◆ Objective
Output all lines exactly, with nothing added or dropped.

◆ Supplied data
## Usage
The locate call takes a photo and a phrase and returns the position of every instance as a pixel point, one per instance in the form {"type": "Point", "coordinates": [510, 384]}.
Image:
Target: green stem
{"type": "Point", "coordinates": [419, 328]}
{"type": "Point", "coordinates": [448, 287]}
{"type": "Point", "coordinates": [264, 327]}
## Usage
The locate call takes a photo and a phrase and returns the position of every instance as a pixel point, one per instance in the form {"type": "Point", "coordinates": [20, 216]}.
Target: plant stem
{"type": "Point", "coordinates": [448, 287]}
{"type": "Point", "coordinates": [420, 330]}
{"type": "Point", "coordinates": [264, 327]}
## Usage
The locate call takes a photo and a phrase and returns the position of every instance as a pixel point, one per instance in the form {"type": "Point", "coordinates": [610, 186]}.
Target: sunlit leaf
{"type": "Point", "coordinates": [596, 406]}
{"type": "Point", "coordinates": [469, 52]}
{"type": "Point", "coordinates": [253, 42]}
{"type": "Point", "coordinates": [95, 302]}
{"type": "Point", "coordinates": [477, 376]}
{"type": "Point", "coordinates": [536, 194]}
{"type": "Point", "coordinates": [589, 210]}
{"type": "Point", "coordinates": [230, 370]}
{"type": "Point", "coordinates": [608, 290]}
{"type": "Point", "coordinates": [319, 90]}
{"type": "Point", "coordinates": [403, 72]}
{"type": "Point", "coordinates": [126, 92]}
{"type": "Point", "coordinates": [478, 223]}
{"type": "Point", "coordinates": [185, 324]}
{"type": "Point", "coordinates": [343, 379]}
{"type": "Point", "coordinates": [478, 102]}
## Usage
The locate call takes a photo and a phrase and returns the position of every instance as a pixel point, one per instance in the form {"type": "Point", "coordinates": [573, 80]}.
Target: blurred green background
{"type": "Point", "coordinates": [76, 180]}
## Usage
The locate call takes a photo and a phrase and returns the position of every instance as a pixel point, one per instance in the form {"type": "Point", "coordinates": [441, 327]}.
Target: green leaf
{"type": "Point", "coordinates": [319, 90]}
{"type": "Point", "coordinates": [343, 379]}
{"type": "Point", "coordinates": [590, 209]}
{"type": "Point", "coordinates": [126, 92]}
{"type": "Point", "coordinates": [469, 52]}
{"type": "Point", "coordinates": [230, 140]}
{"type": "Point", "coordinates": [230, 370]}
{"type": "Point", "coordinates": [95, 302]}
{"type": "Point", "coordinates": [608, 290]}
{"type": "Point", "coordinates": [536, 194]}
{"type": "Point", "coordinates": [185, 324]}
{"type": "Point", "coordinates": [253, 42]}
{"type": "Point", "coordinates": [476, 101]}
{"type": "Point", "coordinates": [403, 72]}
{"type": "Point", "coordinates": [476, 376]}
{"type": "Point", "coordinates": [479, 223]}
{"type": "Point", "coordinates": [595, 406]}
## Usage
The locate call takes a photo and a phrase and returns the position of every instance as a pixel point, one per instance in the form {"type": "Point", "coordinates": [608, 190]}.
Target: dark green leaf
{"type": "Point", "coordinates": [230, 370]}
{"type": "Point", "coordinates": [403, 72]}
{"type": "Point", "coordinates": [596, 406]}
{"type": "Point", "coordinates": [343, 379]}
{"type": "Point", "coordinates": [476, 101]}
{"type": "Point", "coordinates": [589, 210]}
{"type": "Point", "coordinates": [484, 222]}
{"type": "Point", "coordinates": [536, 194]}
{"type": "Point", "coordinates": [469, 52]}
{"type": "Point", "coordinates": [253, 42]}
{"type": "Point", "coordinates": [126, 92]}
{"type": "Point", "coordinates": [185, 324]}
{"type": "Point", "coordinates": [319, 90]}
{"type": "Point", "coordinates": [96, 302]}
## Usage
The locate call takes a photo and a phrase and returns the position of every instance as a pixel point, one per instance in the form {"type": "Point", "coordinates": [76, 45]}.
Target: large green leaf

◆ Exercise solution
## Usage
The locate call takes a photo and a phrase and returns the position of every instance as a pixel point, one per instance in the form {"type": "Point", "coordinates": [510, 384]}.
Image:
Target: green stem
{"type": "Point", "coordinates": [419, 328]}
{"type": "Point", "coordinates": [448, 287]}
{"type": "Point", "coordinates": [264, 327]}
## Usage
The locate call takes a photo and a phrase and returns the position of every instance as a pixel point, one per instance in the form {"type": "Point", "coordinates": [20, 216]}.
Target: plant stem
{"type": "Point", "coordinates": [448, 287]}
{"type": "Point", "coordinates": [420, 330]}
{"type": "Point", "coordinates": [264, 327]}
## Usage
The locate call takes a photo and a phrase and returns the position of every instance as a pixel point, one per instance in the form {"type": "Point", "coordinates": [610, 186]}.
Target: sunlit leaf
{"type": "Point", "coordinates": [596, 406]}
{"type": "Point", "coordinates": [469, 52]}
{"type": "Point", "coordinates": [253, 42]}
{"type": "Point", "coordinates": [95, 302]}
{"type": "Point", "coordinates": [477, 376]}
{"type": "Point", "coordinates": [536, 194]}
{"type": "Point", "coordinates": [589, 210]}
{"type": "Point", "coordinates": [230, 370]}
{"type": "Point", "coordinates": [608, 290]}
{"type": "Point", "coordinates": [319, 90]}
{"type": "Point", "coordinates": [403, 72]}
{"type": "Point", "coordinates": [126, 92]}
{"type": "Point", "coordinates": [478, 223]}
{"type": "Point", "coordinates": [185, 324]}
{"type": "Point", "coordinates": [343, 379]}
{"type": "Point", "coordinates": [478, 102]}
## Usage
The locate call takes a photo and a phrase and returns the position of every instance as a pixel point, one per instance in the form {"type": "Point", "coordinates": [573, 80]}.
Target: blurred green background
{"type": "Point", "coordinates": [76, 180]}
## Usage
The locate call takes a photo and a phrase and returns the position of every instance as a pixel point, one per instance in the form {"type": "Point", "coordinates": [441, 327]}.
Target: green leaf
{"type": "Point", "coordinates": [319, 90]}
{"type": "Point", "coordinates": [343, 379]}
{"type": "Point", "coordinates": [590, 209]}
{"type": "Point", "coordinates": [126, 92]}
{"type": "Point", "coordinates": [469, 52]}
{"type": "Point", "coordinates": [230, 140]}
{"type": "Point", "coordinates": [230, 370]}
{"type": "Point", "coordinates": [95, 302]}
{"type": "Point", "coordinates": [608, 290]}
{"type": "Point", "coordinates": [536, 194]}
{"type": "Point", "coordinates": [185, 324]}
{"type": "Point", "coordinates": [253, 42]}
{"type": "Point", "coordinates": [476, 101]}
{"type": "Point", "coordinates": [403, 72]}
{"type": "Point", "coordinates": [476, 376]}
{"type": "Point", "coordinates": [479, 223]}
{"type": "Point", "coordinates": [595, 406]}
## Usage
The locate call takes a photo and a phrase and returns the position of every instance as a pixel point, one per instance in the form {"type": "Point", "coordinates": [608, 190]}.
Target: dark green leaf
{"type": "Point", "coordinates": [230, 370]}
{"type": "Point", "coordinates": [403, 72]}
{"type": "Point", "coordinates": [596, 406]}
{"type": "Point", "coordinates": [343, 379]}
{"type": "Point", "coordinates": [476, 101]}
{"type": "Point", "coordinates": [589, 210]}
{"type": "Point", "coordinates": [484, 222]}
{"type": "Point", "coordinates": [536, 194]}
{"type": "Point", "coordinates": [469, 52]}
{"type": "Point", "coordinates": [253, 42]}
{"type": "Point", "coordinates": [126, 92]}
{"type": "Point", "coordinates": [185, 324]}
{"type": "Point", "coordinates": [319, 90]}
{"type": "Point", "coordinates": [96, 302]}
## Usage
The locate call takes a photo and a phrase and returns the position of every instance as a pixel point, one per instance in the form {"type": "Point", "coordinates": [76, 45]}.
Target: large green leaf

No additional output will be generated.